Please write out the listing exactly, leaving each picture out.

++++ Material provided

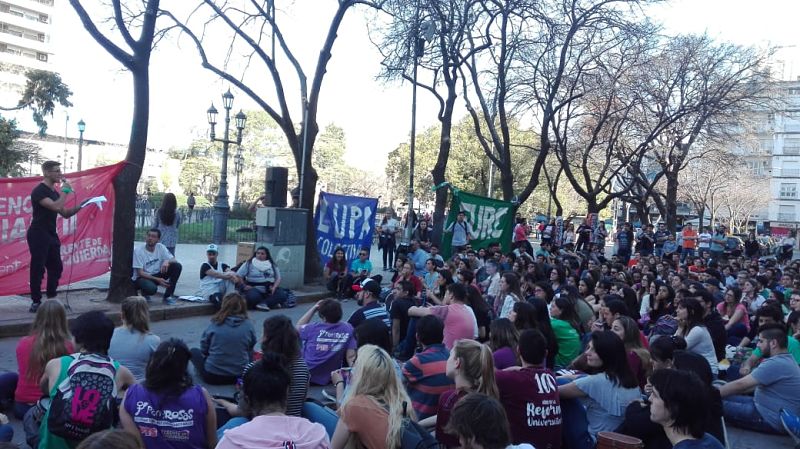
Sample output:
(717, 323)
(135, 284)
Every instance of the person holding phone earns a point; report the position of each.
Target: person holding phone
(43, 242)
(361, 267)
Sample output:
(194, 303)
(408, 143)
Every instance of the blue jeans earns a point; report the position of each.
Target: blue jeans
(231, 424)
(740, 411)
(6, 433)
(320, 414)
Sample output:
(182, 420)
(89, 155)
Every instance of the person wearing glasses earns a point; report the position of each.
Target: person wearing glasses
(48, 202)
(361, 267)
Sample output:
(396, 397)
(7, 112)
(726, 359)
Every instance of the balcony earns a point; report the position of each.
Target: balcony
(791, 150)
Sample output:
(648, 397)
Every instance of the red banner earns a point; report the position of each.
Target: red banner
(85, 237)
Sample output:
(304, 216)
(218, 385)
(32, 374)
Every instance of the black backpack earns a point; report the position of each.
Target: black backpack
(414, 435)
(85, 401)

++++++++

* [Reply to the exercise]:
Sample output:
(717, 323)
(135, 284)
Every instance of the person holding phone earns a point; report the position of each.
Target: person holding phone
(43, 242)
(361, 267)
Sample output:
(194, 303)
(408, 143)
Every instance of the blue jeans earns a point; report the position of each.
Target: blue jeans
(231, 424)
(740, 411)
(6, 433)
(320, 414)
Sample output:
(182, 420)
(89, 155)
Every instance of the person wearing glasses earns a point; report the position of each.
Target: person wearing glasses
(48, 202)
(361, 267)
Sample output:
(396, 397)
(7, 112)
(726, 359)
Every instance of the balcony earns a point; report the position of each.
Target: balcony
(791, 150)
Sample output:
(648, 397)
Every instance of the red banner earns a point; report the position of each.
Target: red banner
(85, 237)
Sample output:
(304, 216)
(218, 385)
(32, 374)
Every instance of the black backpack earns a point; report the position of each.
Target: black backpack
(414, 435)
(85, 401)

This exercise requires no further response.